**TASK OBJECTIVE:** Pull out each line below that contains the word "colored", treating uppercase and lowercase as different.

**GIVEN DATA:**
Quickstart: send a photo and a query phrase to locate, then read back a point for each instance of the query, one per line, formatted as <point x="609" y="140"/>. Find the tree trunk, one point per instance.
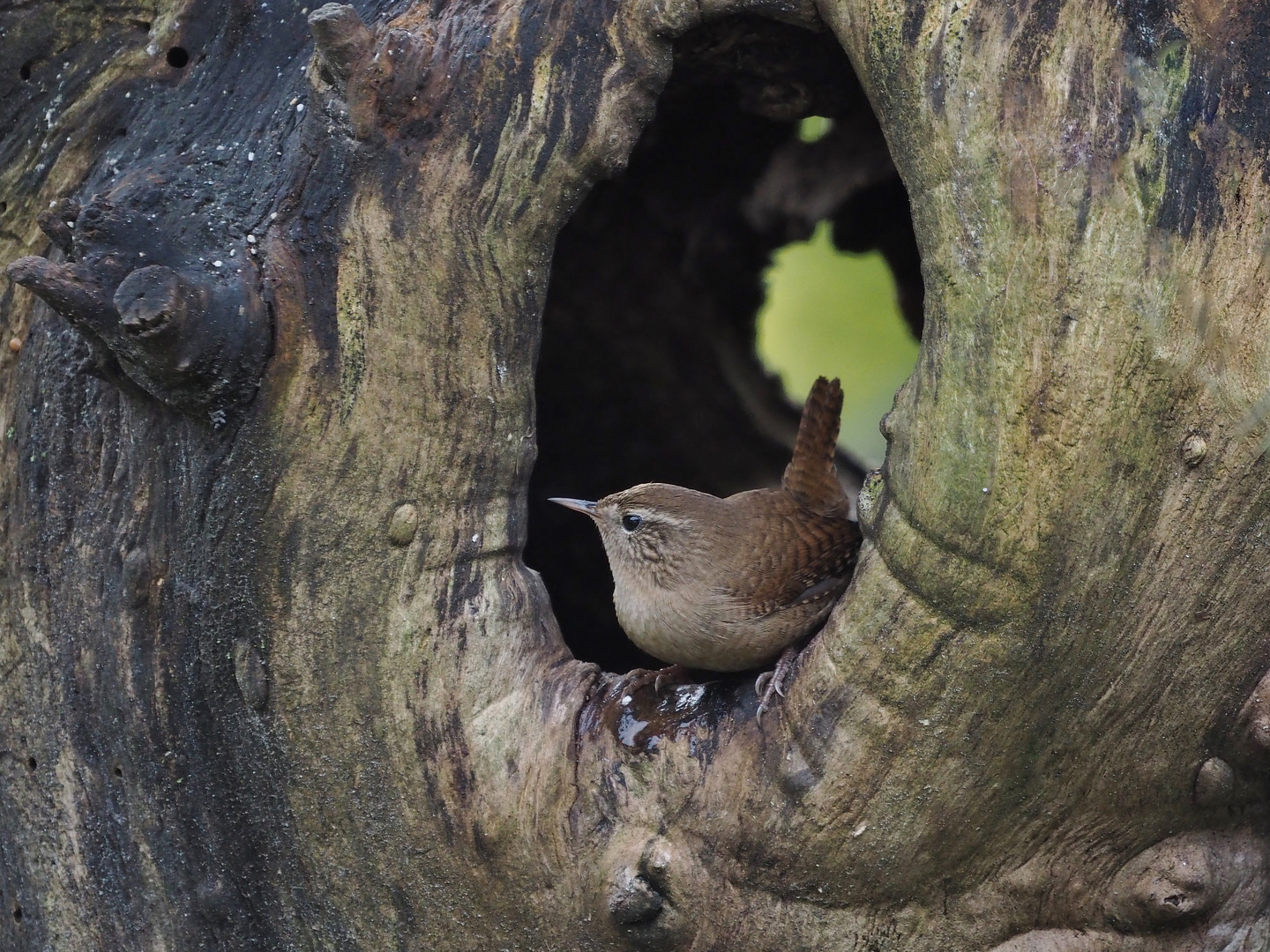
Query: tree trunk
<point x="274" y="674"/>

...

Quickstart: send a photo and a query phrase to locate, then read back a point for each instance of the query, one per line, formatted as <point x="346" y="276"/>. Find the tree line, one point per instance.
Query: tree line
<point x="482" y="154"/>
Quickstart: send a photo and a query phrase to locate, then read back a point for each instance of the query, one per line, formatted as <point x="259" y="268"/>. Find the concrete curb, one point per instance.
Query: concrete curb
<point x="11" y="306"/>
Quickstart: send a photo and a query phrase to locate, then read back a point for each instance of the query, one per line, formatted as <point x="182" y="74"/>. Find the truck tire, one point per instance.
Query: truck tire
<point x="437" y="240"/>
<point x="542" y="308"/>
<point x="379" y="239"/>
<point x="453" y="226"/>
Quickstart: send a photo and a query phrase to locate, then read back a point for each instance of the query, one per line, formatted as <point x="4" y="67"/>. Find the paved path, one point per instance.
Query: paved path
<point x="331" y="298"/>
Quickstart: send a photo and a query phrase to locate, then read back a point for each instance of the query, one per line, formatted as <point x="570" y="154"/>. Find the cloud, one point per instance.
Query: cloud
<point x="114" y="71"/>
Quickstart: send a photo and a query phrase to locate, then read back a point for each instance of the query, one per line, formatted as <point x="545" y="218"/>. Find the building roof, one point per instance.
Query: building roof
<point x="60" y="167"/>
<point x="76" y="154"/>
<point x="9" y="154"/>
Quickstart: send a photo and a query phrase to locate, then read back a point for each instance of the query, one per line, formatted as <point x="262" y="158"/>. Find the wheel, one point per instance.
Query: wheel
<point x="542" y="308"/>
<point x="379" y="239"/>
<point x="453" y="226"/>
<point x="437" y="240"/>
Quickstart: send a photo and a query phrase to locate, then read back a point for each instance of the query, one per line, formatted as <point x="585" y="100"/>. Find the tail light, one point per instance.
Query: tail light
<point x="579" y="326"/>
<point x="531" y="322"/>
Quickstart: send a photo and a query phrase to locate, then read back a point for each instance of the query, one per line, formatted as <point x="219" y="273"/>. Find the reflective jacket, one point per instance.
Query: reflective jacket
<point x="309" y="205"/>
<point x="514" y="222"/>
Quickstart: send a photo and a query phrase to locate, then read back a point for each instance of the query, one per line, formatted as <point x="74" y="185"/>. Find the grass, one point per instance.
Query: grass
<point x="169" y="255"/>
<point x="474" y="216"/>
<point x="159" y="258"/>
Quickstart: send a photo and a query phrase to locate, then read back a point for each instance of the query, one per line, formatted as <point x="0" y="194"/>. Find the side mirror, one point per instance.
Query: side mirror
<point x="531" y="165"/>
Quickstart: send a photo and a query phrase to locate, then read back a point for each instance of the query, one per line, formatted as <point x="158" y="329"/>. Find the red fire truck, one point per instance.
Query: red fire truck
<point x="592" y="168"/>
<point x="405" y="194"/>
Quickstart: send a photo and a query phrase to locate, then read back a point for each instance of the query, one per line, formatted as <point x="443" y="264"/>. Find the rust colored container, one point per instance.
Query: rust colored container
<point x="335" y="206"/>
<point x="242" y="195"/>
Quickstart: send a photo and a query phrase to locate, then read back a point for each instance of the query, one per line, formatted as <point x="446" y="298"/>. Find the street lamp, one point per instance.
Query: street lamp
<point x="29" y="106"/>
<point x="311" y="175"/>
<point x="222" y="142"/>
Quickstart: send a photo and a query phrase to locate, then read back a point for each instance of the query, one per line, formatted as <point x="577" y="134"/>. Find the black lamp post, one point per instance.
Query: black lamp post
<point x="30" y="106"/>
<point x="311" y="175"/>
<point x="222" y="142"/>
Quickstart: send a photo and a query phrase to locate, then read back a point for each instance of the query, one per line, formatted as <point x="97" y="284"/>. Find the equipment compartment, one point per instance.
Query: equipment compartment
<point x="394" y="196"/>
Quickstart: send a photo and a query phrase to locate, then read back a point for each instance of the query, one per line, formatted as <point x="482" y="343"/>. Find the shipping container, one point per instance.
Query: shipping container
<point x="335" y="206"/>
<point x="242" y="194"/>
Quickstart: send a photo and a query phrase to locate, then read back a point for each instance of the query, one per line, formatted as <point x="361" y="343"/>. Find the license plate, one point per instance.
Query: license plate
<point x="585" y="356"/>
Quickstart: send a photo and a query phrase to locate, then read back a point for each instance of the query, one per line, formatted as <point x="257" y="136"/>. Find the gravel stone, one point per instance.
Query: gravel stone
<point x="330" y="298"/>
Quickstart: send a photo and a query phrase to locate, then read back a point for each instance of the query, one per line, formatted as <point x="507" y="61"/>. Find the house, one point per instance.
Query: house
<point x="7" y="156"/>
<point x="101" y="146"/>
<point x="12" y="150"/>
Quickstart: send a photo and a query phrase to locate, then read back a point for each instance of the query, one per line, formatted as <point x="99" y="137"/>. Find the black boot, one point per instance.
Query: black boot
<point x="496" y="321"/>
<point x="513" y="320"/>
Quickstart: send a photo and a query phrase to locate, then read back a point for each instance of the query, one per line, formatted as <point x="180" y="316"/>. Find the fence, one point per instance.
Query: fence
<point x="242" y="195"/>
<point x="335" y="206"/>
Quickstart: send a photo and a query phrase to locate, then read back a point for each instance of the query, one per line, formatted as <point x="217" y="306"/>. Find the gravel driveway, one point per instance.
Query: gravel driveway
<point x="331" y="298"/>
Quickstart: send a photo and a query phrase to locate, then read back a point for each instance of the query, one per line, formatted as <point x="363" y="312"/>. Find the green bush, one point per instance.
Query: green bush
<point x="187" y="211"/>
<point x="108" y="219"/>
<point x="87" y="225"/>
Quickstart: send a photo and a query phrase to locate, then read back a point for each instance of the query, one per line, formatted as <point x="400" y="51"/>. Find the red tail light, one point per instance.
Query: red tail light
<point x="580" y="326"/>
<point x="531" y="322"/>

**RESPONSE TO THIS TASK:**
Quickstart: send a photo and a query phrase to locate, then read back a point for each instance of the query, one per line, formatted as <point x="443" y="264"/>. Find the rust colored container, one point per instance.
Query: rust colored container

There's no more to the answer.